-- TASK INSTRUCTIONS --
Repeat the listing that follows, character for character, minus the pictures.

-- TASK INPUT --
::::::::
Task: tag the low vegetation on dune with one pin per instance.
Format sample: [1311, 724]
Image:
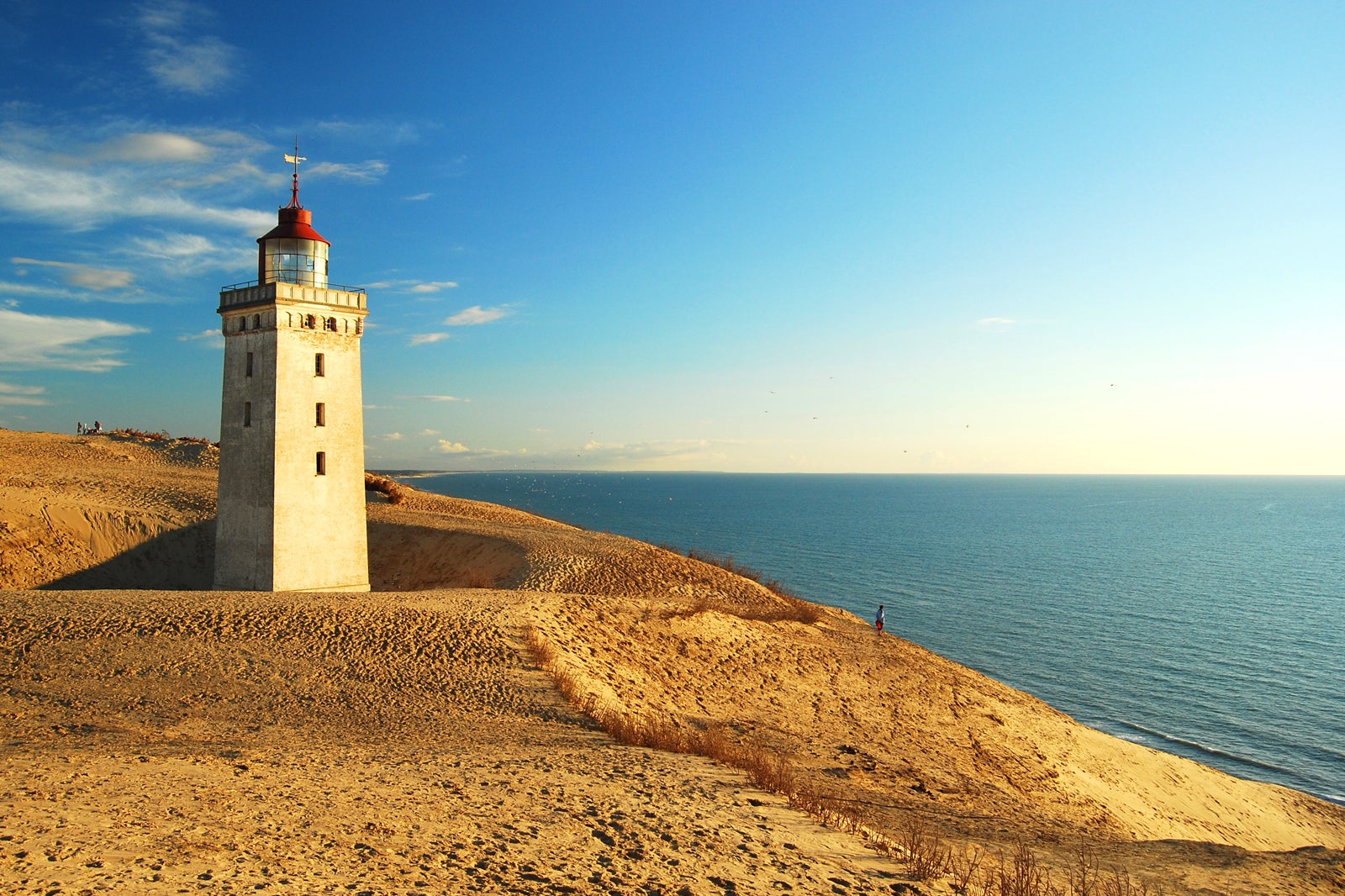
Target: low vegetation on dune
[474, 692]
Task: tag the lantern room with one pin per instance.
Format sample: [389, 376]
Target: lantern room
[293, 252]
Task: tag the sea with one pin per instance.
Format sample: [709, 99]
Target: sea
[1199, 615]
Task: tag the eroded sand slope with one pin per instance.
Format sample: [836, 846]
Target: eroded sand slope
[400, 741]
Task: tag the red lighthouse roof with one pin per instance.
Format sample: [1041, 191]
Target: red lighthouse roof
[295, 224]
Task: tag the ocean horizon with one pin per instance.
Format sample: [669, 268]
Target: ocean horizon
[1199, 615]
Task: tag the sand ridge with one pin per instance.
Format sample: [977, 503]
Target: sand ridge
[407, 736]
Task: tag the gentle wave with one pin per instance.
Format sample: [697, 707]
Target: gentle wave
[1207, 607]
[1210, 751]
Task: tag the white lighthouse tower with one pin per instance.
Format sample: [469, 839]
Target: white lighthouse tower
[293, 425]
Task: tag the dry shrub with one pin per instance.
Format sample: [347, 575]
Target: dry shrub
[962, 867]
[125, 432]
[791, 609]
[382, 485]
[923, 851]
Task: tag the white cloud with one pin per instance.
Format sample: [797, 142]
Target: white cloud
[27, 396]
[152, 147]
[419, 287]
[435, 286]
[177, 55]
[64, 343]
[194, 253]
[477, 315]
[82, 276]
[66, 194]
[210, 338]
[361, 171]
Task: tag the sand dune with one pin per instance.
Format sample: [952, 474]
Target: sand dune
[159, 736]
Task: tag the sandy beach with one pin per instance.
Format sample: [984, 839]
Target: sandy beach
[163, 737]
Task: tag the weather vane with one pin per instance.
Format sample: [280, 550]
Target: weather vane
[296, 159]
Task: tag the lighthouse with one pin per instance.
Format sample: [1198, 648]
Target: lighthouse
[291, 425]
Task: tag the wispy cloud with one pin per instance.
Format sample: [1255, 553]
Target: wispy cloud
[17, 394]
[177, 54]
[158, 145]
[369, 171]
[414, 287]
[62, 343]
[80, 190]
[477, 315]
[193, 253]
[208, 338]
[78, 275]
[51, 289]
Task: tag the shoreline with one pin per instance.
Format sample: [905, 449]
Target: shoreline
[198, 677]
[645, 513]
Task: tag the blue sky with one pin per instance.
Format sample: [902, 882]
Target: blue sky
[867, 237]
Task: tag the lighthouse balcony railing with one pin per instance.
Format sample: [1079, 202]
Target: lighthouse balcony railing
[249, 284]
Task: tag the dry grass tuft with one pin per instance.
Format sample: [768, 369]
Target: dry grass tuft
[382, 485]
[916, 845]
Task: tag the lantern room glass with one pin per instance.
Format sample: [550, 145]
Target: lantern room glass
[303, 261]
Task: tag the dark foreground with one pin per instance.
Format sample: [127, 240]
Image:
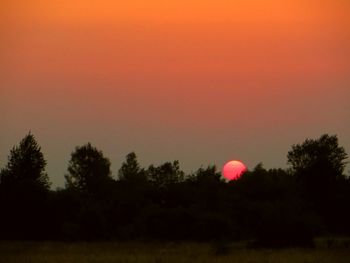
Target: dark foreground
[13, 252]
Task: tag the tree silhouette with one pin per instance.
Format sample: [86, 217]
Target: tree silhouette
[166, 174]
[318, 160]
[131, 170]
[26, 166]
[88, 170]
[24, 189]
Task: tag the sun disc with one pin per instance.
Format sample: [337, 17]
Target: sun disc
[233, 170]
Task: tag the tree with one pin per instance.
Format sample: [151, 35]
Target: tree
[131, 169]
[26, 166]
[24, 188]
[320, 160]
[88, 169]
[166, 174]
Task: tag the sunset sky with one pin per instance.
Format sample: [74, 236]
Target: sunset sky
[199, 81]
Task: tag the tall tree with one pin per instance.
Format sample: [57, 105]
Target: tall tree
[88, 169]
[24, 189]
[166, 174]
[26, 166]
[131, 169]
[321, 159]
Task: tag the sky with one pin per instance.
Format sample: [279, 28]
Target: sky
[199, 81]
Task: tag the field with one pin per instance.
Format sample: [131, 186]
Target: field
[14, 252]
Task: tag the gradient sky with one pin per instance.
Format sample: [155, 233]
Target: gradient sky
[198, 81]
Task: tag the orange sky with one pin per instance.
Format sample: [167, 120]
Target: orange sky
[198, 81]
::::::::
-- PROBLEM SOLUTION --
Task: tag the low vegetation on dune with one pin per instance.
Format sample: [1311, 724]
Image:
Target: low vegetation on dune
[474, 692]
Task: tag the lantern room with one pin per instance.
Format sample: [389, 376]
Target: lantern room
[293, 252]
Task: tag the sea with one pin per instance.
Format sample: [709, 99]
Target: sea
[1199, 615]
Task: tag the eroded sand slope with one pin per instance.
Format sample: [836, 846]
Target: eroded sand slope
[400, 741]
Task: tag the red lighthouse roof with one pin per instance.
Format sample: [1041, 191]
Target: red lighthouse roof
[295, 224]
Task: tag the ocean horizon with one pin per instance.
Format sample: [669, 268]
Target: ocean horizon
[1199, 615]
Task: tag the sand ridge with one pin per instance.
Format sample: [977, 503]
Target: sand ridge
[407, 736]
Task: tag the gentle wave with one pin per instance.
Format sample: [697, 707]
Target: gentle wave
[1207, 607]
[1210, 751]
Task: tag the white lighthouse tower with one pin per instance.
Format sample: [469, 839]
Target: white lighthouse tower
[293, 425]
Task: tag the dry shrub with one pin per instance.
Format sample: [347, 575]
Target: dry shrub
[962, 867]
[125, 432]
[791, 609]
[382, 485]
[923, 851]
Task: tag the white cloud with one pin per instance.
Format sample: [797, 142]
Target: white cloud
[27, 396]
[152, 147]
[419, 287]
[435, 286]
[177, 55]
[64, 343]
[194, 253]
[477, 315]
[82, 276]
[66, 194]
[210, 338]
[361, 171]
Task: tag the sand dune with one pin per instance.
Format sample: [952, 474]
Target: sand dune
[159, 736]
Task: tag the sandy beach with one pin per instance.
Format sample: [984, 839]
Target: sandy beach
[163, 737]
Task: tag the weather vane with one pin per instance.
Format sample: [280, 550]
Target: weather vane
[296, 159]
Task: tag the lighthouse with one pin per instance.
Format sample: [1198, 648]
Target: lighthouse
[291, 425]
Task: tag the wispy cloud with one pin per instance.
Format sample: [1255, 553]
Target: wispy cloud
[17, 394]
[177, 54]
[158, 145]
[369, 171]
[414, 287]
[62, 343]
[80, 190]
[477, 315]
[193, 253]
[208, 338]
[78, 275]
[51, 289]
Task: tag the shoreline with one pin per instance.
Format sample: [905, 449]
Target: shoreline
[198, 677]
[645, 513]
Task: tag the blue sky with one pin per instance.
Format sample: [902, 882]
Target: blue sky
[867, 237]
Task: tag the lighthouse balcony railing with one pin per instance.
Format sample: [1079, 202]
Target: lighthouse balcony railing
[249, 284]
Task: tag the dry grass tuft with one pin per instance.
Format sample: [768, 369]
Target: dry grass tuft
[382, 485]
[916, 845]
Task: tag the lantern room glass with one pin per instance.
Format sample: [550, 145]
Target: lantern room glass
[303, 261]
Task: tag the dark foreground with one pin per instance.
Format sample: [127, 240]
Image:
Target: dark foreground
[13, 252]
Task: tag the tree silhouette with one pin per instance.
Format sample: [86, 217]
Target: tree silhouette
[166, 174]
[318, 160]
[131, 170]
[26, 166]
[88, 170]
[24, 189]
Task: tag the sun disc with one pin per instance.
Format sample: [337, 17]
Target: sun disc
[233, 170]
Task: tag the tree with one pin per instance.
Format sample: [151, 35]
Target: tree
[131, 169]
[26, 166]
[24, 188]
[320, 160]
[88, 169]
[166, 174]
Task: tag the sunset sky with one pin per instance.
Format sample: [74, 236]
Target: sunset sky
[199, 81]
Task: tag the tall tree with one pin per instance.
Format sample: [57, 105]
Target: tall tree
[88, 169]
[24, 189]
[166, 174]
[26, 166]
[131, 169]
[321, 159]
Task: tag the sky with one pin per instance.
Format sample: [279, 28]
Target: sky
[199, 81]
Task: tag the field with one pin per instance.
Format sample: [131, 186]
Target: field
[14, 252]
Task: tag the gradient sky with one pin per instance.
Format sample: [155, 233]
Target: gradient sky
[198, 81]
Task: tag the orange sky with one pin per instance.
Format sample: [167, 120]
Target: orange sky
[198, 81]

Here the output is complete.